◆ TAREFA ESCRITA 1
Indique se cada afirmação concorda com o trecho sobre o mandado de segurança apresentado abaixo. Responda sim ou não, citando exatamente as palavras do trecho que decidem a questão.
(a) O interesse de agir está previsto no Artigo 3º do Código de Processo Civil.
(b) A Lei Federal nº 12.016/2009 foi revogada.
(c) Para os autores processualistas, o interesse de agir é um binômio.
◆ TAREFA ESCRITA 2
Por favor, prossiga com o trecho sobre o mandado de segurança a partir do ponto em que ele termina.

=== TRECHO DE ORIGEM ===

Por sua vez, o mandado de segurança submete-se à legislação processual própria. A petição do impetrante do mandamusdeverá atender os requisitos das condições da ação, dentre os quais o interesse de agir, previsto no Artigo 3º do Código de Processo Civil,(8) sob pena de perda de objeto e extinção do processo sem resolução do mérito. Essa regra estava disposta na revogada Lei nº.1.533/1951(9) e está prevista no Artigo 6º da Lei Federal vigente nº.12.016/2009.(10) O referido artigo estipula a extinção do mandado nos casos previstos no
Art. 267 – do Código de Processo Civil.
Segundo os autores processualistas, o interesse de agir é um binômio, ou seja, o instrumento jurisdicional deve ser útil e necessário:
O interesse de agir é representado pela relação entre a situação antijurídica denunciada e o provimento que se pede para debelá-la mediante a aplicação do direito; deve essa relação consistir na utilidade do provimento, como meio para proporcionar ao interesse lesado a proteção concedida pelo direito.(11)

=== EXTRATO DE DADOS ===

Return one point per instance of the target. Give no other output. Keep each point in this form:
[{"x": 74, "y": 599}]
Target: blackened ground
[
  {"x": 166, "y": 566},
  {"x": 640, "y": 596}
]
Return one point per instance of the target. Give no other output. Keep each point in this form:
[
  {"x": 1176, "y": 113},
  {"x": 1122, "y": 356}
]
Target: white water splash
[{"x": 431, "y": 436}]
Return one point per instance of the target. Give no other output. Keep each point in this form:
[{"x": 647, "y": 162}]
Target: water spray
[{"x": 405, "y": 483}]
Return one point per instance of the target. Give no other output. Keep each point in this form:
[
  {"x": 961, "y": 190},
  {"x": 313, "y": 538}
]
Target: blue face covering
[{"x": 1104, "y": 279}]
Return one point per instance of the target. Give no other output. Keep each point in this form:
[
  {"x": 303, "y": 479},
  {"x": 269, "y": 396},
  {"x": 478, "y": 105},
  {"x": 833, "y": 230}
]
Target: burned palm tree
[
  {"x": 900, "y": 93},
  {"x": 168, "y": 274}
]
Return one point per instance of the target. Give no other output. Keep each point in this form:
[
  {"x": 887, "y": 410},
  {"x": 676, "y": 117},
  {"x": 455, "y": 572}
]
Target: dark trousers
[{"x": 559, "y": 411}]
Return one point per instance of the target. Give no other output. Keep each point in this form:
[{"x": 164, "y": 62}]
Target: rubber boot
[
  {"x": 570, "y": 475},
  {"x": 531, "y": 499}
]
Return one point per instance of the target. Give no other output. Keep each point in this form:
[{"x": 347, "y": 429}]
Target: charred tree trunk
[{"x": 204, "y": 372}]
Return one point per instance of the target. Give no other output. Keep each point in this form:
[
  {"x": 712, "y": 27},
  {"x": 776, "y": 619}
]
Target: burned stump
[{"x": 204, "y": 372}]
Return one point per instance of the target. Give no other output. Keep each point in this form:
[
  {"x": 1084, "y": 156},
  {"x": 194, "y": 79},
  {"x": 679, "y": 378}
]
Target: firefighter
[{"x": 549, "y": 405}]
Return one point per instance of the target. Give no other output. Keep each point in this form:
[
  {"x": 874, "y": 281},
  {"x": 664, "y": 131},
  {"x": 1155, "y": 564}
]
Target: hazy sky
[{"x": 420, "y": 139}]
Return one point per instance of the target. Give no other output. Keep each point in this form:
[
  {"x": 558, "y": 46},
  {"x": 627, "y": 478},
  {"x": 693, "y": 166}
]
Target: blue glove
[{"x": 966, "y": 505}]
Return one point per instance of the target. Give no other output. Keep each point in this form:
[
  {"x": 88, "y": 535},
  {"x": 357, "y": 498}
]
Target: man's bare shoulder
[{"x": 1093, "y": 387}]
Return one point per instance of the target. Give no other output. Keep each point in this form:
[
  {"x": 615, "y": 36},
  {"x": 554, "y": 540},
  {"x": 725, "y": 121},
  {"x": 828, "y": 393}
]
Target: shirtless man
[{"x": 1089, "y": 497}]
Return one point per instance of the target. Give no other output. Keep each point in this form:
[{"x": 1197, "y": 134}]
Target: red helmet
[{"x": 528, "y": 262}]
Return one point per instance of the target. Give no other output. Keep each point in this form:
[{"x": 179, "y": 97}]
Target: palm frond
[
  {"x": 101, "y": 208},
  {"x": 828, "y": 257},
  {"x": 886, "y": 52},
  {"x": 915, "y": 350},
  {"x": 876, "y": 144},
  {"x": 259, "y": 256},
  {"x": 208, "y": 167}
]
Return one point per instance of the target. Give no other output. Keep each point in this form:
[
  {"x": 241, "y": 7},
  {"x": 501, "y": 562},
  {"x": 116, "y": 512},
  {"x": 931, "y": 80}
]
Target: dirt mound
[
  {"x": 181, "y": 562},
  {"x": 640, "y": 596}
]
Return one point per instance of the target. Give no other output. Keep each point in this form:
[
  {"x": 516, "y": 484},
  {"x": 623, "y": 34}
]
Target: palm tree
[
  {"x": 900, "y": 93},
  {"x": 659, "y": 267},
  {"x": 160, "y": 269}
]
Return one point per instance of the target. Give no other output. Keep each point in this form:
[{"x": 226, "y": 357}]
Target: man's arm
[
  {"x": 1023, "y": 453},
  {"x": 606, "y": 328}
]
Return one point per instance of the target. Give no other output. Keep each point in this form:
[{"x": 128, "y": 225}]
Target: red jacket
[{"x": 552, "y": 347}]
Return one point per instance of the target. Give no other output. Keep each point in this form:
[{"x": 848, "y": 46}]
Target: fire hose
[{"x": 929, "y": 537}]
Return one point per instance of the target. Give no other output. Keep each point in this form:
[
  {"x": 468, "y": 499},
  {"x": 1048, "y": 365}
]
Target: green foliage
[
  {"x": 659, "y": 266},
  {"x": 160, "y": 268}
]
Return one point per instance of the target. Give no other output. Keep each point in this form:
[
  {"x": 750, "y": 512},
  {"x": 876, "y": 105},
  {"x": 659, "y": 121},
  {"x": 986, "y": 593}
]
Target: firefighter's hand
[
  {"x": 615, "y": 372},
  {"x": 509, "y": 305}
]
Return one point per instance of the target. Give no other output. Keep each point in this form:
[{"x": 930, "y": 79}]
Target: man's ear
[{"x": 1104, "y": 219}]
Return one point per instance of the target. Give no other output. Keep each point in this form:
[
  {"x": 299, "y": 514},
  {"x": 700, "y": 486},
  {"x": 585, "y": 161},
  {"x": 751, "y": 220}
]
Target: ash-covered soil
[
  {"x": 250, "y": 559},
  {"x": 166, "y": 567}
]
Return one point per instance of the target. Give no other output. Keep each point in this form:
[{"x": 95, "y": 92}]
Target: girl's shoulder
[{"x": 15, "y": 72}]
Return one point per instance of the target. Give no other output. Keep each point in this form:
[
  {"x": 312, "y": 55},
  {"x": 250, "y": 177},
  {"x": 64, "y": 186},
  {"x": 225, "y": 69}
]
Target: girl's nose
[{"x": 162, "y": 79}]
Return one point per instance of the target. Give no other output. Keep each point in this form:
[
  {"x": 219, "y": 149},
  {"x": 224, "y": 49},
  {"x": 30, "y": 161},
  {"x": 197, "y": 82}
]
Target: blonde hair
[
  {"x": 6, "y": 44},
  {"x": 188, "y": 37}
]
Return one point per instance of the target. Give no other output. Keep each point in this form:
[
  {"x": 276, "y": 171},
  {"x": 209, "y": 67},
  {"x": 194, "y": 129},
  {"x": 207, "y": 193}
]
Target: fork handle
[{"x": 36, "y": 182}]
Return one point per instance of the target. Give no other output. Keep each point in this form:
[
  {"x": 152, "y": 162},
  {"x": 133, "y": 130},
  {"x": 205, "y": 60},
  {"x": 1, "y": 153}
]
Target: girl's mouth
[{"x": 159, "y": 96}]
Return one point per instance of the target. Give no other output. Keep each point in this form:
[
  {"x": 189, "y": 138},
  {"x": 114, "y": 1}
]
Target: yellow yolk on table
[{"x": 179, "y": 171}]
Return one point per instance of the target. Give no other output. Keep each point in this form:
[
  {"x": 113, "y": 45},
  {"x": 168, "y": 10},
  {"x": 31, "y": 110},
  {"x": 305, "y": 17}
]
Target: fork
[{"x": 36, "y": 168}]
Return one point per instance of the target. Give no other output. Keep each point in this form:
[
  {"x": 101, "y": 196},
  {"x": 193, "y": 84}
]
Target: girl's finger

===

◆ RESPOSTA DA TAREFA 1
(a) Sim: "o interesse de agir, previsto no Artigo 3º do Código de Processo Civil".
(b) Não: "está prevista no Artigo 6º da Lei Federal vigente nº.12.016/2009".
(c) Sim: "Segundo os autores processualistas, o interesse de agir é um binômio".

◆ RESPOSTA DA TAREFA 2
Consoante os doutrinadores, a atividade jurisdicional deve extrair um resultado útil, ou seja, "o provimento deve corrigir o mal de que o autor se queixa, sob pena de não ter razão de ser".(12)
Portanto, se não houver utilidade do provimento jurisdicional, não há interesse processual:
O interesse processual, a um só tempo, haverá de traduzir-se numa relação de necessidade e também numa relação de adequação do provimento postulado, diante do conflito de direito material trazido à solução judicial. Mesmo que a parte esteja na iminência de sofrer um dano em seu interesse material, não se pode dizer que exista o interesse processual, se aquilo que se reclama do órgão judicial não será útil juridicamente para evitar a temida lesão.(13)
Assim, o interesse processual, enquanto condição da ação exigida no Código de Processo Civil, também deve estar presente no mandado de segurança por imposição da legislação federal específica. De acordo com a doutrina, "no que tange as condições da ação, nada de diferente acontece na ação mandamental que não ocorra nas demais ações".(14)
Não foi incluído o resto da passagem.